**Exercise instructions:**
Write out only the tail of the records, beginning at the line containing "of the little" and including the last line, exactly as written.

Items listed in a dataset
<<<<

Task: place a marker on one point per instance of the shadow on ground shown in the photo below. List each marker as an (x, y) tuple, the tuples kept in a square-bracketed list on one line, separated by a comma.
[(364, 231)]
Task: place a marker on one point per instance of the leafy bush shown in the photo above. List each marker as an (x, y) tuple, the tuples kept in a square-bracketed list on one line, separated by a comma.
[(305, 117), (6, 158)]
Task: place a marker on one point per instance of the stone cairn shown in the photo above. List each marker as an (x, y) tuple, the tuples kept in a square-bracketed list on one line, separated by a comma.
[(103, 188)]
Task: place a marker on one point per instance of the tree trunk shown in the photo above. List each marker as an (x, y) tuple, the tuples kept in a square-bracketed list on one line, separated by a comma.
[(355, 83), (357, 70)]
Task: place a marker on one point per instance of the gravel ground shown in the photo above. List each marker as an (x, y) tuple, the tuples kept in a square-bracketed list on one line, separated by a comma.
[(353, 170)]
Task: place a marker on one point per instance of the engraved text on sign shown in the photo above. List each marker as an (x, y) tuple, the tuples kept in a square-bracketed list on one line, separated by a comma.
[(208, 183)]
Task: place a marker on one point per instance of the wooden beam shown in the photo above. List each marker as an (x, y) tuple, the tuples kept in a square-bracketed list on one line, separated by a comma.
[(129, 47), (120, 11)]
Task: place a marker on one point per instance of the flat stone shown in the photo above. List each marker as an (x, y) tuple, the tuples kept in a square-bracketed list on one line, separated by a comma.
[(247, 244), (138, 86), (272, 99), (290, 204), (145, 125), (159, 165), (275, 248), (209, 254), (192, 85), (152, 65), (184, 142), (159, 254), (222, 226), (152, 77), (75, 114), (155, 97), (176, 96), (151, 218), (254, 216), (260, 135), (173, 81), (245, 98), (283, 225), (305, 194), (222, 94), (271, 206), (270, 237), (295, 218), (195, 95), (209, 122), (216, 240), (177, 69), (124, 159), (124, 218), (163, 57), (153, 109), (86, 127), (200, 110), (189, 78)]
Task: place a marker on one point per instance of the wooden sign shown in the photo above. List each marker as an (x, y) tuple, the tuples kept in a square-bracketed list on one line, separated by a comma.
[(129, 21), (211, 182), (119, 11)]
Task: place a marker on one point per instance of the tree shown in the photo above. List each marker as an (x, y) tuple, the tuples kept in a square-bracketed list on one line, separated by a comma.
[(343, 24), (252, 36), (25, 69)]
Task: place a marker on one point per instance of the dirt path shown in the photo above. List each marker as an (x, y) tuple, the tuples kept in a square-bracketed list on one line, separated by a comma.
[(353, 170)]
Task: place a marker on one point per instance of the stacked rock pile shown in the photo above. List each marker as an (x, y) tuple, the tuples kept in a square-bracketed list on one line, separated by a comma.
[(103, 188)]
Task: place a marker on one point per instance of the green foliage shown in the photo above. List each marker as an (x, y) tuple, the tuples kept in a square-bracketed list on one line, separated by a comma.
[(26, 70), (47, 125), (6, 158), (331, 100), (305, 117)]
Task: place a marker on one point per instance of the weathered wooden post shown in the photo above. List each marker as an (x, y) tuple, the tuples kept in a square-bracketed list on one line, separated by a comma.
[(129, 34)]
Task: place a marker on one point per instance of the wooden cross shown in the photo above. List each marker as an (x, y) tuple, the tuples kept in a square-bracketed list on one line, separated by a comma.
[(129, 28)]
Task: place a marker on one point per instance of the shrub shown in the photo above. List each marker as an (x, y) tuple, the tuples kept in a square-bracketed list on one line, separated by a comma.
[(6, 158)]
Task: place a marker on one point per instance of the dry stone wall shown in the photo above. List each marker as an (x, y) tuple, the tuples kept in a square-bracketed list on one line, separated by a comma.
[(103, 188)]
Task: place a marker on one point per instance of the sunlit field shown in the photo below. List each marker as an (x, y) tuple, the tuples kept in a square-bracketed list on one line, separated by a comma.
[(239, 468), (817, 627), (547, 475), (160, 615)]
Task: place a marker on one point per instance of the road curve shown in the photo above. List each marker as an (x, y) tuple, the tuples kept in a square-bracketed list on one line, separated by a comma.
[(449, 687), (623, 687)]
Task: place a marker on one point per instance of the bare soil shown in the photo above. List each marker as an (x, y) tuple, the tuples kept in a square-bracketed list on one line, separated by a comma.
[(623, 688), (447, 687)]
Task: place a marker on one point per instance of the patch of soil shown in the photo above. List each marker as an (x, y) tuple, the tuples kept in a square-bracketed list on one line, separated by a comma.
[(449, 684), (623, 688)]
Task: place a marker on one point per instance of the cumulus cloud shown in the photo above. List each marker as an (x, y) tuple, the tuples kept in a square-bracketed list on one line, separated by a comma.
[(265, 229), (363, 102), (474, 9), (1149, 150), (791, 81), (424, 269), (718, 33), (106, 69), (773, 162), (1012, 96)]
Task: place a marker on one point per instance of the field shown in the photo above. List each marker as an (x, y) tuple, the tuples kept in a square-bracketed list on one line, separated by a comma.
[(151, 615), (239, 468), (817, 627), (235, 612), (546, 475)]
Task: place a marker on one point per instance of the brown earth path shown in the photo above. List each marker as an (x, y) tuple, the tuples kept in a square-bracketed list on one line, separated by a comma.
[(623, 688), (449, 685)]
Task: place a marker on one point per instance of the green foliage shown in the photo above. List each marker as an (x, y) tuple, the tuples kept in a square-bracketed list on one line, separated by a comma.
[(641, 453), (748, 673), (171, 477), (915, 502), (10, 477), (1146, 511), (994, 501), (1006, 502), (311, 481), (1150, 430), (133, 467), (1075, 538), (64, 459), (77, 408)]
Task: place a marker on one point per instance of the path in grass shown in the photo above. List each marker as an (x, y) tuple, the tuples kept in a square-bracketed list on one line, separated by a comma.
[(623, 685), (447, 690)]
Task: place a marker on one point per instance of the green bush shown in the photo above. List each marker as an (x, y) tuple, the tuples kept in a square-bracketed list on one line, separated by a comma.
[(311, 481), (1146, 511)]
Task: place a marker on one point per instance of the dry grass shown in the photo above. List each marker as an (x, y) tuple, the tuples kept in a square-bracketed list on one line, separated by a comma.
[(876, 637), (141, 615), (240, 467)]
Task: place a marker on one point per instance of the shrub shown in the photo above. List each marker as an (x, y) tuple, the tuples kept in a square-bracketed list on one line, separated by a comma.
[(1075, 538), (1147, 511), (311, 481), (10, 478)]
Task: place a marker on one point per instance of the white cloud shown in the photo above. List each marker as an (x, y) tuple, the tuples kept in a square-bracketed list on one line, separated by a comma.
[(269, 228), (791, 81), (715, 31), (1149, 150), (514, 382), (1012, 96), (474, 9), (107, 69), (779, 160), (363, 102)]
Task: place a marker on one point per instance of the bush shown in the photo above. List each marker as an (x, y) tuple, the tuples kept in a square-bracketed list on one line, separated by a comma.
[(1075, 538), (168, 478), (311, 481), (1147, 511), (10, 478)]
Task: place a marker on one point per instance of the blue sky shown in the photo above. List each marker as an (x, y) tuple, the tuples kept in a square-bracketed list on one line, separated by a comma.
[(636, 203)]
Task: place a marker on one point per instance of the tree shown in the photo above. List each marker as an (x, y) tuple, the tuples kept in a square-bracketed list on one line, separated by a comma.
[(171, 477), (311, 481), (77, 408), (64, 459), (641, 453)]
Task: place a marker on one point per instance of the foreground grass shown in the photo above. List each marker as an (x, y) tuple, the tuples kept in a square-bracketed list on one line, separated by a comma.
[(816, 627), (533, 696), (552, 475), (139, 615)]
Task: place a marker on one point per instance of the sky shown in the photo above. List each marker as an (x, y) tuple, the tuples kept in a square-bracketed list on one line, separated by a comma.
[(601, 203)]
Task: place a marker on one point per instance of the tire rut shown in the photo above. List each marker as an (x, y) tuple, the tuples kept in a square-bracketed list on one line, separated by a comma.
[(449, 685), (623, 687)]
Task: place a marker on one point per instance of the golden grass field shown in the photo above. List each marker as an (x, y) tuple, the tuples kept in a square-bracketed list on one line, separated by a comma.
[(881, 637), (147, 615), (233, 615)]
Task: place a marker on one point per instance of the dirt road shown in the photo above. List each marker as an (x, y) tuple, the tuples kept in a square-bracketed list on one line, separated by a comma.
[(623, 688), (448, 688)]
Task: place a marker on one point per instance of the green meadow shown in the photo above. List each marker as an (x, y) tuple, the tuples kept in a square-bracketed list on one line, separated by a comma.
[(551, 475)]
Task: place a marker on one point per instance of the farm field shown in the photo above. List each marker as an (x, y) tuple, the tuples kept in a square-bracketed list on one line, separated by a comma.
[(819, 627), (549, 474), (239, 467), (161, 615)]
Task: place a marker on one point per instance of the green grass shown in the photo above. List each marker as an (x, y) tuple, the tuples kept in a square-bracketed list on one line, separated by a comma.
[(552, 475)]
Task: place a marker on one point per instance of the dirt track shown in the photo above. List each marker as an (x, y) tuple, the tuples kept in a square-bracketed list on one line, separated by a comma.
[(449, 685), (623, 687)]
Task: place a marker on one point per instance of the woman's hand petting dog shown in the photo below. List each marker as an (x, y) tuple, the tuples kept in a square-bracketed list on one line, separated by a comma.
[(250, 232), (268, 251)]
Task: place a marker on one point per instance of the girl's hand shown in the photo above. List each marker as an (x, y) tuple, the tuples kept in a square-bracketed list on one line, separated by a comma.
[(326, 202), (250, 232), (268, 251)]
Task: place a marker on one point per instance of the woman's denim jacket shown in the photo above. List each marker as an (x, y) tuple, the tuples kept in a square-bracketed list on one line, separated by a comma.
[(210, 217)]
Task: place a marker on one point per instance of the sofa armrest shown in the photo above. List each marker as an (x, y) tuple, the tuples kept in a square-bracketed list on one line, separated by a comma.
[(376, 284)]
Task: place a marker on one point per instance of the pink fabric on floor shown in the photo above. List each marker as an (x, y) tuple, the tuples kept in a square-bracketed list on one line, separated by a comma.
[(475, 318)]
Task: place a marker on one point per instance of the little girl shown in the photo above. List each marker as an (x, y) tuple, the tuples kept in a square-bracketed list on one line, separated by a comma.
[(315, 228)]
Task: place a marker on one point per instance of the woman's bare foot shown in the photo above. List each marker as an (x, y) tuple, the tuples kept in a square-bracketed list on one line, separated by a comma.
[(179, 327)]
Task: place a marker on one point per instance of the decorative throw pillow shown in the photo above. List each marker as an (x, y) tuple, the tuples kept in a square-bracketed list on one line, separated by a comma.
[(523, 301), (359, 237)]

>>>>

**Task output:**
Task: place a marker on one point per instance of the little girl shown in the photo above. List each marker as an (x, y) tuple, the tuples kept in a square-bracketed list on one line, separated by a comma.
[(315, 228)]
Task: place a marker on one point per instance of the woman's bare foot shown in the photo above. List each marker as an (x, y) tuple, the tuples kept in a square-bracketed list on one line, separated by a comma.
[(179, 327)]
Task: place a marker on one point per instance of the decorative throw pillow shown in the photo above. List each marker as an (x, y) tuple, the tuples kept in a square-bracketed list on one line, separated by a comma.
[(523, 301), (359, 237)]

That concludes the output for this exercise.